• [ПОСТАВЛЕННАЯ ЗАДАЧА] Замените «Query» на «Label» во всех данных ниже и воспроизведите их полностью, не меняя ничего другого.

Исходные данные
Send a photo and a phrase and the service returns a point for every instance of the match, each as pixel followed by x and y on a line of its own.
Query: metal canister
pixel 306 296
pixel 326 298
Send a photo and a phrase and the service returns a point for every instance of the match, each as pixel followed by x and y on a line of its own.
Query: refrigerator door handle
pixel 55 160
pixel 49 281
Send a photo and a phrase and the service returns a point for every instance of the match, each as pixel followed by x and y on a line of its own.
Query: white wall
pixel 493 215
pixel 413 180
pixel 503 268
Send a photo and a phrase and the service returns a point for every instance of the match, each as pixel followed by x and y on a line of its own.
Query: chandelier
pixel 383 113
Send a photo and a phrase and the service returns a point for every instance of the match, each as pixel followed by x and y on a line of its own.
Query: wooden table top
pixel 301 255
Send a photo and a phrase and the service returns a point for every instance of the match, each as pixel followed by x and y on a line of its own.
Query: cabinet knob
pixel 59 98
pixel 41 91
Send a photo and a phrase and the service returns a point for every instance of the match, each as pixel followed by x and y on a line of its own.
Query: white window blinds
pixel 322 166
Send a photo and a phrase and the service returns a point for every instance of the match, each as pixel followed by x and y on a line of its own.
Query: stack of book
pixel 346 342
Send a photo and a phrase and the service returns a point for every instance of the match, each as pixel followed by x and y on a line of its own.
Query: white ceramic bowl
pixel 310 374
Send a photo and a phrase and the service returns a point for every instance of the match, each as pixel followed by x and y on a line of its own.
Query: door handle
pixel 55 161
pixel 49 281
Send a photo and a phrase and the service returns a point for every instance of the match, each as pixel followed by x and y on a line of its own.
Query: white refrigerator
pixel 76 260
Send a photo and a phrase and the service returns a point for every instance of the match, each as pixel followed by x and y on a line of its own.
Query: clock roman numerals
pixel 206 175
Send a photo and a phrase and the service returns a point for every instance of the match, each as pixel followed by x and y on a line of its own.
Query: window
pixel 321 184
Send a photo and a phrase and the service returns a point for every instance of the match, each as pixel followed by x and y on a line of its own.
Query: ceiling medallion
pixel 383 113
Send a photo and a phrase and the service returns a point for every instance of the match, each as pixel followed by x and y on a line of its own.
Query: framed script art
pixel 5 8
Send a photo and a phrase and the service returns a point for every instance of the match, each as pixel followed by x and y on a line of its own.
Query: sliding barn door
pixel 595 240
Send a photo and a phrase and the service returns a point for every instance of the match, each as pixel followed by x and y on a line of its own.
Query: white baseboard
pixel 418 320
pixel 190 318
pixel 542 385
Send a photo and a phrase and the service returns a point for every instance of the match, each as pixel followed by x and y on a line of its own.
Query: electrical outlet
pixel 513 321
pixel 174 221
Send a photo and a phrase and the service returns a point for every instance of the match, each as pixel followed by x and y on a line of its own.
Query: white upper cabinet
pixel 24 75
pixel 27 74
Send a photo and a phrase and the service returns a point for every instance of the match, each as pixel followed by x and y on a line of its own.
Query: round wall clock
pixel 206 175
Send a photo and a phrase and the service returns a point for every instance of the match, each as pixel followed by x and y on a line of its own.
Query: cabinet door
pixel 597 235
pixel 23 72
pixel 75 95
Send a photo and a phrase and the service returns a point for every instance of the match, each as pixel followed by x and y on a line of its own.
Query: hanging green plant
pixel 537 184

• [РЕШЕНИЕ ЗАДАЧИ]
Send a photo and a phrase and the service returns a point for every instance of the match, each as pixel followed by x and y on a line of its own.
Label: metal canister
pixel 306 296
pixel 326 298
Send a photo and a phrase and the service returns a point for every instance of the match, each as pixel followed by x and y on a line of its own.
Label: refrigerator door handle
pixel 55 160
pixel 49 281
Send a photo and a phrase and the service returns a point for every instance of the match, each as pixel followed by x and y on a line of its own.
Label: white wall
pixel 493 215
pixel 413 180
pixel 503 268
Send a photo and a phrase and the service returns a point for every instance of the match, each as pixel followed by x and y on a line of its own.
Label: chandelier
pixel 383 113
Send a photo and a phrase and the service returns a point for every instance of the match, each as pixel followed by x and y on a line of its own.
Label: wooden table top
pixel 301 255
Send a photo and a phrase and the service returns a point for every instance of the match, each as pixel followed by x and y on a line of its own.
Label: cabinet knob
pixel 59 98
pixel 41 91
Send a photo and a phrase and the service returns a point for every instance of the match, each as pixel followed by x and y on a line of its own.
Label: white window blinds
pixel 322 166
Send a photo and a phrase and the service returns a point for every instance of the match, each as pixel followed by x and y on a line of its own.
Label: stack of book
pixel 346 342
Send a photo and a phrase and the service returns a point for every instance of the match, each as pixel followed by x and y on a line of its own.
Label: white ceramic bowl
pixel 310 374
Send a photo and a phrase and the service returns a point for every instance of the match, each as pixel followed by x and y on a line of its own.
Label: door handle
pixel 55 161
pixel 49 281
Send a photo and a phrase and the service returns a point for every instance of the match, each as pixel followed by x and y on a line of its own.
Label: white refrigerator
pixel 76 260
Send a photo and a phrase and the service returns a point for every instance of the match, each as pixel followed by x and y on a line of its own.
Label: clock roman numerals
pixel 206 175
Send a photo and a phrase and the service returns a point for every instance of the match, each as pixel followed by x and y on a line of its own.
Label: window
pixel 321 184
Send a photo and a phrase and the service returns a point for every instance of the match, each as pixel followed by x and y on a line of its own.
Label: ceiling medallion
pixel 383 113
Send a photo and a phrase and the service returns a point for every instance of the match, each as pixel followed by x and y on a line of its own.
Label: framed script art
pixel 5 8
Send a photo and a phrase and the service returns a point for every instance of the match, each as pixel followed by x and y on a line of its own.
Label: sliding barn door
pixel 595 240
Send a photo and a phrase and the service returns a point for every instance of the match, each as pixel followed by x and y on a line of its own.
Label: white baseboard
pixel 418 320
pixel 190 318
pixel 542 385
Send a photo and a phrase and the service returns a point for every instance of the match, each as pixel followed by x and y on a line of its own.
Label: electrical outlet
pixel 513 321
pixel 174 221
Send a photo and a phrase and the service returns a point for every instance of the match, each as pixel followed by x and y on a line of its own.
Label: white upper cabinet
pixel 24 75
pixel 27 74
Send a photo and a phrase and the service returns a point for every instance of the match, each as pixel followed by x and y on a line of its own.
Label: round wall clock
pixel 206 175
Send a photo and a phrase and the service returns a point for every instance of the match, each as pixel followed by x and y on a line of its own.
Label: cabinet door
pixel 597 235
pixel 23 72
pixel 75 95
Send a photo and a phrase and the service returns a point for every instance of the match, each as pixel followed by x and y on a line of its own.
Label: hanging green plant
pixel 537 184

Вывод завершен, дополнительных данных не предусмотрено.